Can you set out as a numbered list the lines of the listing below, starting with the line that contains "If you could point out the man in blue" and going on through the last line of the listing, with blank lines left out?

= Dataset excerpts =
+ + + + +

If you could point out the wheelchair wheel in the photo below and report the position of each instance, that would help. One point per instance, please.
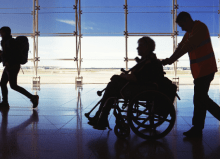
(122, 131)
(151, 114)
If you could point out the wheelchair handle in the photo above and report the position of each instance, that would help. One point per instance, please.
(124, 71)
(100, 92)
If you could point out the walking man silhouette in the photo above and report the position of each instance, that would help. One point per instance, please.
(10, 59)
(197, 43)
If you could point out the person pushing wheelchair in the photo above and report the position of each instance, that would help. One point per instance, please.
(147, 69)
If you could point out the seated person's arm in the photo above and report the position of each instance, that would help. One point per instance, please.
(129, 77)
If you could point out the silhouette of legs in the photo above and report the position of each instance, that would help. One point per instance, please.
(202, 102)
(10, 75)
(112, 90)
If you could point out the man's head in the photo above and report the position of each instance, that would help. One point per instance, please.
(185, 21)
(5, 31)
(146, 45)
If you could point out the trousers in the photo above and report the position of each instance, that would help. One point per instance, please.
(202, 101)
(10, 75)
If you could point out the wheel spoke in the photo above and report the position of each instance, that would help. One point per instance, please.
(141, 124)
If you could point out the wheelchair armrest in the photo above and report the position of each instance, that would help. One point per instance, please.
(150, 85)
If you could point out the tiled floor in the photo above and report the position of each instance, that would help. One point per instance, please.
(59, 130)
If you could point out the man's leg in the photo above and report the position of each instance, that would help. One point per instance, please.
(12, 77)
(4, 89)
(200, 100)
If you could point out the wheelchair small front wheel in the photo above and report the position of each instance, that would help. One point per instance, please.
(122, 131)
(151, 115)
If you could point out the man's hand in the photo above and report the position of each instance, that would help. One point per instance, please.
(166, 61)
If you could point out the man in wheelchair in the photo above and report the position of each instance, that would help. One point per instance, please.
(148, 69)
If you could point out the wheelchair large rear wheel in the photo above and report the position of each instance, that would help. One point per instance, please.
(151, 114)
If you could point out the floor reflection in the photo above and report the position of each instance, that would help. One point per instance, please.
(59, 129)
(9, 138)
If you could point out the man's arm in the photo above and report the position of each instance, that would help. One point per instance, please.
(188, 44)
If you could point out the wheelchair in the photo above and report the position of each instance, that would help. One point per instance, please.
(146, 110)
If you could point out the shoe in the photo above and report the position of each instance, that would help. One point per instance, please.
(34, 117)
(35, 100)
(4, 104)
(101, 124)
(193, 133)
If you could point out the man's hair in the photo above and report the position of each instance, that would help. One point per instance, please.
(6, 30)
(149, 42)
(182, 16)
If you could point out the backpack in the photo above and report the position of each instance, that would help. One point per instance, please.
(23, 48)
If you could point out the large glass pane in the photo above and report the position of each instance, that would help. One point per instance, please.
(103, 52)
(153, 16)
(57, 52)
(56, 17)
(102, 18)
(17, 15)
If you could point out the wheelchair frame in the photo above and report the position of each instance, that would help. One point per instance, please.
(142, 114)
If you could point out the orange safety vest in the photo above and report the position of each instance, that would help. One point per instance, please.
(202, 59)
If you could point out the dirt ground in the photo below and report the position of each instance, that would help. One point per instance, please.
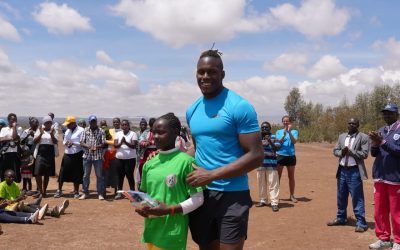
(95, 224)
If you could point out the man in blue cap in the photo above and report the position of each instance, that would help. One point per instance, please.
(93, 140)
(386, 174)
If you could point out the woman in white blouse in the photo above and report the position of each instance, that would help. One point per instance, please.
(46, 139)
(72, 164)
(125, 144)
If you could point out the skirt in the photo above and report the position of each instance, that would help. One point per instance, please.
(45, 161)
(71, 168)
(11, 161)
(111, 174)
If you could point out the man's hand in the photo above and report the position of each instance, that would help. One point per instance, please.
(199, 177)
(375, 137)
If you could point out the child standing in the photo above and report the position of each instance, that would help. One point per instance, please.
(27, 162)
(268, 172)
(164, 179)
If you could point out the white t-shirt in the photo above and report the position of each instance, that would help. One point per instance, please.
(75, 138)
(46, 137)
(125, 152)
(6, 133)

+ + + + +

= Solution for this problem =
1. If you could point out the man in blue cap in the photo above and report the position of each instance, that would help. One point per instance, please.
2. (93, 140)
3. (386, 174)
4. If you could point out the woman in white blouse in the photo above and report the position of each instance, that would help. One point per instance, please.
5. (46, 139)
6. (72, 164)
7. (125, 144)
8. If you could point out the skirt in the photo above and report the position of each instance, that would help. One point per instance, please.
9. (45, 161)
10. (71, 168)
11. (11, 161)
12. (111, 174)
13. If you could point out the man's hand in the photo above and report the position of each instance, that would help. One point per instance, please.
14. (199, 177)
15. (375, 137)
16. If you could point out the child standing in the photo above and report the position of each instance, that would help. One point per instance, please.
17. (27, 162)
18. (268, 172)
19. (164, 179)
20. If you could point out the white t-shirt in the photo above and report the position of each instance, that would help. One point per instance, please.
21. (75, 138)
22. (46, 137)
23. (125, 152)
24. (6, 133)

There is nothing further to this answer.